"""

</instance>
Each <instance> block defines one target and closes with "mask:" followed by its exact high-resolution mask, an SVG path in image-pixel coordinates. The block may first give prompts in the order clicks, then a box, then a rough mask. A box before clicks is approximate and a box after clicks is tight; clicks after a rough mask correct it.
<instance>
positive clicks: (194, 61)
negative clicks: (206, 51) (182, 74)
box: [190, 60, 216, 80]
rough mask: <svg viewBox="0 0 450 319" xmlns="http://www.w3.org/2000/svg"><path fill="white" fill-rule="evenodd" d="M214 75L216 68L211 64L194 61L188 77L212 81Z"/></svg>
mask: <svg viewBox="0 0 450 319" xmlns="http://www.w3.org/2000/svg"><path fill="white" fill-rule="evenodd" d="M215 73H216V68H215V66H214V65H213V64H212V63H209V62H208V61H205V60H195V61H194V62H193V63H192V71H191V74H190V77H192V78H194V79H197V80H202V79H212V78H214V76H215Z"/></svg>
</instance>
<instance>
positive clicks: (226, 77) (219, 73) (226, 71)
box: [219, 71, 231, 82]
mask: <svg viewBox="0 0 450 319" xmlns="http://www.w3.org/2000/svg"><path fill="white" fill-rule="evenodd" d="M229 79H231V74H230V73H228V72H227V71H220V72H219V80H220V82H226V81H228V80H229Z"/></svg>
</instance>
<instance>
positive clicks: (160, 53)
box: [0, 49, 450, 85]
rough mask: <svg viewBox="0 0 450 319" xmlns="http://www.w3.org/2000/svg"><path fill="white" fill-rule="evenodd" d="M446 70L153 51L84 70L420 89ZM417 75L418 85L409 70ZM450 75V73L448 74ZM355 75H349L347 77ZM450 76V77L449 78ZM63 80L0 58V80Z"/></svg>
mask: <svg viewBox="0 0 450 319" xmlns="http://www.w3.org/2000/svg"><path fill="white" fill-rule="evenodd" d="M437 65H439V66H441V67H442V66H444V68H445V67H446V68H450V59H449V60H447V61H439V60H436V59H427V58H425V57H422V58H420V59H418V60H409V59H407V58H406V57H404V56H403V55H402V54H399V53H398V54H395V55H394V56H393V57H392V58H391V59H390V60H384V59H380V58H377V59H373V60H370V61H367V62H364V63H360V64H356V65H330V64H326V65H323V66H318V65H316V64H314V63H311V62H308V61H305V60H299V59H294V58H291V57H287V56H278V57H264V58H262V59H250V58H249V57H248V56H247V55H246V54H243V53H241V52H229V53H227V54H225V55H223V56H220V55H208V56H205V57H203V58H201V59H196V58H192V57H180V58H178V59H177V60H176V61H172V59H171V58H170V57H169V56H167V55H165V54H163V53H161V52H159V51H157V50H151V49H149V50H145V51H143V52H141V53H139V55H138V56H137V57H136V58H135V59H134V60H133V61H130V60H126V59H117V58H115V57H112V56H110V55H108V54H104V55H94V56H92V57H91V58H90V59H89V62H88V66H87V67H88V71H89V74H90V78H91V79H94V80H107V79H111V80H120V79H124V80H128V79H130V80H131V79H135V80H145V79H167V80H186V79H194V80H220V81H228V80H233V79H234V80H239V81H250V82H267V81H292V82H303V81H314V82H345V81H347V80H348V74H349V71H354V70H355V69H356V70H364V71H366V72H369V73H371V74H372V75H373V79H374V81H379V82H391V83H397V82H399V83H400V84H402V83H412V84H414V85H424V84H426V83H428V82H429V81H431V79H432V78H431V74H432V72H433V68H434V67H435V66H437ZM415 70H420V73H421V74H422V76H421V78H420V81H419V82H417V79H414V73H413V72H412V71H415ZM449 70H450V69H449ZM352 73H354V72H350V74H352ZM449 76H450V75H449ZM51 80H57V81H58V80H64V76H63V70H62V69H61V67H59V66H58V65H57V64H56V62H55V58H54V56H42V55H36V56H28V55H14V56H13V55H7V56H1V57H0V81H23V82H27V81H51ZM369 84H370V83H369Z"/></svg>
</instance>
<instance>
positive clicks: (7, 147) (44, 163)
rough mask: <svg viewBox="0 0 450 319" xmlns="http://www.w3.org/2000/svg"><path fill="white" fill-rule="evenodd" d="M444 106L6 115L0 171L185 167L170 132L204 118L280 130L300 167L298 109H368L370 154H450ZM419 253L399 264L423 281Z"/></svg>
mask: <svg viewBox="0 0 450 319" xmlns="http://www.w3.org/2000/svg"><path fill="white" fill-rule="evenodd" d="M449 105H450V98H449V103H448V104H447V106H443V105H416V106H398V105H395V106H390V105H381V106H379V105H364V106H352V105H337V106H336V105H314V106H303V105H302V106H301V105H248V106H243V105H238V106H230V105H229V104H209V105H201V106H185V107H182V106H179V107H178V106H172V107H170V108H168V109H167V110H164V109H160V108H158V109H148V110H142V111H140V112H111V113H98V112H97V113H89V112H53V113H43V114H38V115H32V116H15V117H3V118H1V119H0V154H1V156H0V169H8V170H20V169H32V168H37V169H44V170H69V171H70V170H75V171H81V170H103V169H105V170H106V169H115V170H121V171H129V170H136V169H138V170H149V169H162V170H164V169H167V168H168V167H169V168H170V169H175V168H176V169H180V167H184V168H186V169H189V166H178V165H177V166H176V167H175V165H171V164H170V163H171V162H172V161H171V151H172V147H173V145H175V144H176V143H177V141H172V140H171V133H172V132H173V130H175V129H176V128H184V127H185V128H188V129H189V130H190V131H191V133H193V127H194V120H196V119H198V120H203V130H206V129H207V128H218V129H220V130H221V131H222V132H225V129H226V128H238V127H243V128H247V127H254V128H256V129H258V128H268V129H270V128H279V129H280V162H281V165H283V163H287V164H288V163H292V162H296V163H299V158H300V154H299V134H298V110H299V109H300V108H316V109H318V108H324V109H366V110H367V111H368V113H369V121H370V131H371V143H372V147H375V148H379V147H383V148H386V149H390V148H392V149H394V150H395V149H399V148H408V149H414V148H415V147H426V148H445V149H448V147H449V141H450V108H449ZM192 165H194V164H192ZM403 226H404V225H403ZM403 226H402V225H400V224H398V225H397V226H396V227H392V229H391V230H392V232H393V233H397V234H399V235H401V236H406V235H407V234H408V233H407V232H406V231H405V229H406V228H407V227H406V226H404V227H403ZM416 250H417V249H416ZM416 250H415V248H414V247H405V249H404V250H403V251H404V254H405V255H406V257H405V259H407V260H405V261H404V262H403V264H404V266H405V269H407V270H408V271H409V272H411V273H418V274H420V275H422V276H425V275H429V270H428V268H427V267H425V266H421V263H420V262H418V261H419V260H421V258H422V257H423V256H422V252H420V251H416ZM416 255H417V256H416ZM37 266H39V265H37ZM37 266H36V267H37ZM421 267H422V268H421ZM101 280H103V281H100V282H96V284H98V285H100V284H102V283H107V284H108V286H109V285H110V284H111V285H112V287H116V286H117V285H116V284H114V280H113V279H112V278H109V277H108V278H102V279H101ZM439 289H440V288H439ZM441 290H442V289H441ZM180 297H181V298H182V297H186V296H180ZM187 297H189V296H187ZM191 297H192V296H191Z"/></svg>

"""

**Task goal**
If a line of the entries above includes the word "clicks", count it; then state the total and nothing else.

**Task solution**
6